Problem requirements: Copy the records again, starting at the line that contains "Task: tag the small mushroom" and ending at the last line of the records, with the requests included. In the answers only, shift every point coordinate by adding 142 to it.

Provided information:
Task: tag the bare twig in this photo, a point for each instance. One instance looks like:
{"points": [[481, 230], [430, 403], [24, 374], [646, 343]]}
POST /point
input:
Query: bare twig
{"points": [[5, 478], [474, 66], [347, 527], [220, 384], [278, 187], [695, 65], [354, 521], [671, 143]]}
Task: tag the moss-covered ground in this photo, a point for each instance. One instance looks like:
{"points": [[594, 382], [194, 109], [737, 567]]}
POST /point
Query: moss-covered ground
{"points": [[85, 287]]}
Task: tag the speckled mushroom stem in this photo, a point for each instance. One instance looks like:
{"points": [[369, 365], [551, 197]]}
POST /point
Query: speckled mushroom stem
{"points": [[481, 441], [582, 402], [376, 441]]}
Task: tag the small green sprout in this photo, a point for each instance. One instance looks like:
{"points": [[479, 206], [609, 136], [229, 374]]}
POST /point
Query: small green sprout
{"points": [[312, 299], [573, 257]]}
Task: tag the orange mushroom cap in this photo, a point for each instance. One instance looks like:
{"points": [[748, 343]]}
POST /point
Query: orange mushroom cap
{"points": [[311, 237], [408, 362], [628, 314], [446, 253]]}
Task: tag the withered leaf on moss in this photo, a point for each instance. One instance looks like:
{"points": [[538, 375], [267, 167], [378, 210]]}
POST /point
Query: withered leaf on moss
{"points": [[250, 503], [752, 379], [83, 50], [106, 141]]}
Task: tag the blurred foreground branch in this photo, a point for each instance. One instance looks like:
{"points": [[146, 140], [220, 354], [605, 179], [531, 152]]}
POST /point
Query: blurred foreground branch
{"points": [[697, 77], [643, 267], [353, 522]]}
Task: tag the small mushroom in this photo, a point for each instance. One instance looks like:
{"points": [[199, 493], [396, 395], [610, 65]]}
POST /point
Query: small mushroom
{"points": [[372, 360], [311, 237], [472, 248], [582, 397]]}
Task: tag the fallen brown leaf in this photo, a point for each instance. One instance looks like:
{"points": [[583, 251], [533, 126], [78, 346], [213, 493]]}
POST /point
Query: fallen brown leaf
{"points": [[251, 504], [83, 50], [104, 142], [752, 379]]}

Problem solution:
Task: tag the small mushroom in this photo, a point for each instance. One instance looks like:
{"points": [[199, 493], [396, 395], [610, 65]]}
POST /point
Query: small mushroom
{"points": [[514, 502], [453, 379], [614, 390], [724, 539]]}
Task: tag the fallen brown leaf in this photo, a point for each instance. One instance looks like:
{"points": [[583, 251], [533, 126], [78, 346], [213, 493]]}
POST /point
Query: fallen brown leaf
{"points": [[393, 646], [225, 192], [246, 284], [894, 521]]}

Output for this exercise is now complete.